RECORDS SHOWN>
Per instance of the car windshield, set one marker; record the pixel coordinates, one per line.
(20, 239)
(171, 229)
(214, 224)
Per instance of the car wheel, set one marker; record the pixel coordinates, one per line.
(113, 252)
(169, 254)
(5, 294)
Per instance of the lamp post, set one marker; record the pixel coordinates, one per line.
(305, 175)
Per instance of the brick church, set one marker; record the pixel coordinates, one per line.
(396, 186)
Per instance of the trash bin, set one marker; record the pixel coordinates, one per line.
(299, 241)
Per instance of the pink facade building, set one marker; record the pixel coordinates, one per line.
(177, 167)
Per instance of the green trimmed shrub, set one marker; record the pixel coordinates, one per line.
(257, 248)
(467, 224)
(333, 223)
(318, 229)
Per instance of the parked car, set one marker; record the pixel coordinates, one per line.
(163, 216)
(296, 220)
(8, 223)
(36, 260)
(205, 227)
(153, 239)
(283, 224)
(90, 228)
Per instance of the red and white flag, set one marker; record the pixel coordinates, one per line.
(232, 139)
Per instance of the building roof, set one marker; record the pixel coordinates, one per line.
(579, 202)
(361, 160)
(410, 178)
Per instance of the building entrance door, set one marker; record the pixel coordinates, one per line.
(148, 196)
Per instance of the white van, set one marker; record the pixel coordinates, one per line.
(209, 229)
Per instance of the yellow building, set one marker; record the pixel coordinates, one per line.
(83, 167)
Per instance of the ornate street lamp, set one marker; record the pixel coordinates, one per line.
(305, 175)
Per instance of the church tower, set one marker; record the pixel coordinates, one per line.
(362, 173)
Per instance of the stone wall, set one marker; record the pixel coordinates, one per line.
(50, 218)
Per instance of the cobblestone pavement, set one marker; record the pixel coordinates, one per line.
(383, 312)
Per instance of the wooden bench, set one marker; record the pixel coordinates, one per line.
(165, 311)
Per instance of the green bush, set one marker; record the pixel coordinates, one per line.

WRITTEN PROBLEM>
Give all the rows above again, switching "set one marker" to "place a single point" everywhere it occurs and changing nothing else.

SOLUTION FOR THIS PROBLEM>
Per instance of the car windshield, place a single point; record the pixel coordinates, one per line.
(20, 239)
(171, 229)
(214, 224)
Per instance of the car wheel, place a single point; record the pixel coordinates, one per line.
(113, 252)
(169, 254)
(5, 294)
Per instance of the lamp post, place a single point; record the pixel coordinates, one per line.
(305, 175)
Per instance of the brick church, place a single point; record the pixel coordinates, one per line.
(396, 186)
Per instance of the trash bin, place a single point; record the pixel coordinates, one per line.
(299, 241)
Per instance of the pink facade building, place a single point; record the pixel coordinates, one per line.
(177, 167)
Per instance of the green trimmed shrub, place a single point; record the pixel coordinates, one per line.
(257, 248)
(467, 224)
(333, 223)
(318, 229)
Per instance of the parked car, place a single point; record the pixel coordinates, one per line.
(163, 216)
(296, 220)
(8, 223)
(36, 260)
(205, 227)
(153, 239)
(283, 224)
(90, 228)
Per instance of the red and white flag, place a single point; record the pixel coordinates, one per line.
(232, 139)
Per instance of the building roof, place a single point; record the pixel coordinates, one per line.
(579, 202)
(361, 160)
(410, 178)
Per instance of the building entrance door, place a single point; record the pixel coordinates, one per line.
(148, 196)
Per instance of the white van, place a single point; record the pixel coordinates, one per line.
(209, 229)
Per instance of the yellow building, place a single point; record the pixel coordinates, one per line.
(83, 167)
Per instance of the ornate street lamp, place a single point; record the pixel coordinates, one per line.
(305, 175)
Per instance of the church tower, place a single point; record the pixel coordinates, one per line.
(362, 173)
Per instance of the stone wall, place a single point; record the pixel coordinates, one per line.
(50, 218)
Per instance of the cobblestone pavement, place a single point; record the pixel coordinates, one per line.
(383, 312)
Per instance of the wooden bench, place a single point; record the pixel coordinates, one per line.
(165, 311)
Per instance of the green bush, place a single point; record the pixel coordinates, one per line.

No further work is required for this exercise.